The trade launch came as a welcome change of pace from the Covid-centric nature of Clarke’s work in recent months.

The speed at which New Zealand went into lockdown and closed its borders, coupled with the shock to international aviation, meant thousands of British people were stranded in New Zealand with no easy way to get home. 

The commission’s staff focused first on working with travellers and airlines to get them home through commercial services, before arranging charter flights as it became clear that would not be enough.

While Level 1 has seen a return to something more closely resembling reality, a large part of usual diplomatic work – welcoming political delegations from the UK and visiting Pacific nations – is in stasis, with online alternatives having to suffice.

The UK’s own performance in combating Covid-19 has come in for criticism, with more than 42,000 deaths to date and the country still recording over 1000 new cases a day.

Clarke acknowledges the numbers are high, but cites the UK’s population density and status as an international hub as partial explanations. Nonetheless, it is a difficult time for many at the commission who consider the country home.

Extracted records
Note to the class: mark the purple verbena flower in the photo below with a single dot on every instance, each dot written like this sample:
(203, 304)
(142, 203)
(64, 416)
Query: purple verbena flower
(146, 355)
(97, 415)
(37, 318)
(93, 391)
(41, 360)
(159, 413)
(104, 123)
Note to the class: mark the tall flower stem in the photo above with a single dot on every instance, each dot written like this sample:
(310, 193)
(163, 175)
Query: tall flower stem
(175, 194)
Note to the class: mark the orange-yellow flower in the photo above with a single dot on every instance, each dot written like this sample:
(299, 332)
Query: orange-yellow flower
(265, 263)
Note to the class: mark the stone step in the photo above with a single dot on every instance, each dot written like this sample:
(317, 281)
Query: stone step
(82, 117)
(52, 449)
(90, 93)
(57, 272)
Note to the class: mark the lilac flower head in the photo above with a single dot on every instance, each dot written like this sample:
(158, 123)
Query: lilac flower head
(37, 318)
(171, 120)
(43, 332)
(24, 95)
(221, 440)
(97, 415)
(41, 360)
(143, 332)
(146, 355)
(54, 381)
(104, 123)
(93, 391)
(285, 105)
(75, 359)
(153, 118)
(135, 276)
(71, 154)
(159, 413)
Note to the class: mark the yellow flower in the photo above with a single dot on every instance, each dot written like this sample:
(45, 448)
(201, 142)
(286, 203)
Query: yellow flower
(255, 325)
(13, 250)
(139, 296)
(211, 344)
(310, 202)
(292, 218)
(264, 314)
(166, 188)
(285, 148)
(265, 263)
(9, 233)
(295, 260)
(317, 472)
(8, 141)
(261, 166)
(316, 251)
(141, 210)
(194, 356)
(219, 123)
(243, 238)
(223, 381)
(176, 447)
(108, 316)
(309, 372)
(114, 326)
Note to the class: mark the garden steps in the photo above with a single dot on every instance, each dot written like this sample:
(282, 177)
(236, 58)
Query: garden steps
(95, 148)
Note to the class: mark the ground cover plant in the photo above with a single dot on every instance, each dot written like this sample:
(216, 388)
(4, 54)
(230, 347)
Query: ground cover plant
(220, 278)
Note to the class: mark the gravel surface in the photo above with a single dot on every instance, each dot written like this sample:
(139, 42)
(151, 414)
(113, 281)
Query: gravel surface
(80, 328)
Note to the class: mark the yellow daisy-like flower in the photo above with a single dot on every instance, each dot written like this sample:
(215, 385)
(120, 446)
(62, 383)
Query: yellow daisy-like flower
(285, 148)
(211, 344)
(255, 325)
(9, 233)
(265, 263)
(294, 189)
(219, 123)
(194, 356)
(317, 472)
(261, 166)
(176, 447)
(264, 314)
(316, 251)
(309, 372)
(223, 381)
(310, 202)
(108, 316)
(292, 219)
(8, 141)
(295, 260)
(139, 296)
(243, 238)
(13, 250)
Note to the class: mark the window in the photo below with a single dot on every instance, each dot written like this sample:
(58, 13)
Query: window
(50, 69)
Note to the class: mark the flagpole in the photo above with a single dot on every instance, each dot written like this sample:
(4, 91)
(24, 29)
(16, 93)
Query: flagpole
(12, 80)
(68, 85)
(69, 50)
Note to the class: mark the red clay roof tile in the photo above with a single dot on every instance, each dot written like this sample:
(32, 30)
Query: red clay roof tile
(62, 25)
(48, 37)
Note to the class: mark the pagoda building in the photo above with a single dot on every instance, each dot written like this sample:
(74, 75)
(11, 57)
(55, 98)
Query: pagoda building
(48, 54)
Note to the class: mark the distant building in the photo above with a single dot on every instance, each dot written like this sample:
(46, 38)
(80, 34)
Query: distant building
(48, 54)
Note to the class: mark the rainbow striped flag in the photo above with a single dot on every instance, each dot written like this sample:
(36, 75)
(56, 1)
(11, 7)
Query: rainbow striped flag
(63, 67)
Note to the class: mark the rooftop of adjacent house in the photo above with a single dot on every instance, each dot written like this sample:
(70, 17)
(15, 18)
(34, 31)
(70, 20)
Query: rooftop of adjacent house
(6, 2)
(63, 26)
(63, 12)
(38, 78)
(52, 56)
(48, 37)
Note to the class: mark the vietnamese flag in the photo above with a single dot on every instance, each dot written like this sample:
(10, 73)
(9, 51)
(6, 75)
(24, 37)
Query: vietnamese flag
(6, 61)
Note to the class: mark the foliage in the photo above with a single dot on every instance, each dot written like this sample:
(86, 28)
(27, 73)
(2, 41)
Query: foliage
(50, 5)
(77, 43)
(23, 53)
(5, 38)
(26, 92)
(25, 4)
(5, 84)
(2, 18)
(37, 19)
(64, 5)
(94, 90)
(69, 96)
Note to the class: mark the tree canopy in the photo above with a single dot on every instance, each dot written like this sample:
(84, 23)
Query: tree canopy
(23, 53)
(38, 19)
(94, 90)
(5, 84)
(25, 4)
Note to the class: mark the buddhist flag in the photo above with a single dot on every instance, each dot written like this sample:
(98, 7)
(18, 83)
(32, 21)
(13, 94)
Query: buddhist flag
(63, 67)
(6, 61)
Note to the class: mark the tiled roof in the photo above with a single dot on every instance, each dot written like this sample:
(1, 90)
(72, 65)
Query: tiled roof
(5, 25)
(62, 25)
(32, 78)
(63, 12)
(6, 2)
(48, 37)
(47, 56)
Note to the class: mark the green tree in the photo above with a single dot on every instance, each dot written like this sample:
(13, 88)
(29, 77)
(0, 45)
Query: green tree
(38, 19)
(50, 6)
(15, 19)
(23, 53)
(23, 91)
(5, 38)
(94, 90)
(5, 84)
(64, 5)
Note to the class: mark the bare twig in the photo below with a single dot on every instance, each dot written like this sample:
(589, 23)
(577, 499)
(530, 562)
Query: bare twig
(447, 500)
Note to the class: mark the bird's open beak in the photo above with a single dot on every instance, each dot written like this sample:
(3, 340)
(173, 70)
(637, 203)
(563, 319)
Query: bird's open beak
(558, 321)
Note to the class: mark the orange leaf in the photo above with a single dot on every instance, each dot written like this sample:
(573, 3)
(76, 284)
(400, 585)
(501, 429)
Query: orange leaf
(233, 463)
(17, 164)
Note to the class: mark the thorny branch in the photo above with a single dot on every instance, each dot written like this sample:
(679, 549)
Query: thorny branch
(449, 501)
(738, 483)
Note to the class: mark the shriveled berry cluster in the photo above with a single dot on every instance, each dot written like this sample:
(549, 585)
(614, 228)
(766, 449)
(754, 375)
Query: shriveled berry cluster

• Activities:
a - Answer these questions using the excerpt on Clarke's work at the commission:
(i) What did the commission's staff arrange once it became clear that commercial services would not be enough?
(ii) How many Covid-19 deaths had the UK recorded to date?
(iii) What two things does Clarke cite as partial explanations for the UK's high numbers?
b - Echo the excerpt on Clarke's work, beginning at the words "The speed at" and stopping after "not be enough.".

• Answers for the exercise:
a -
(i) Charter flights
(ii) More than 42,000
(iii) The UK's population density and its status as an international hub

b -
The speed at which New Zealand went into lockdown and closed its borders, coupled with the shock to international aviation, meant thousands of British people were stranded in New Zealand with no easy way to get home. 

The commission’s staff focused first on working with travellers and airlines to get them home through commercial services, before arranging charter flights as it became clear that would not be enough.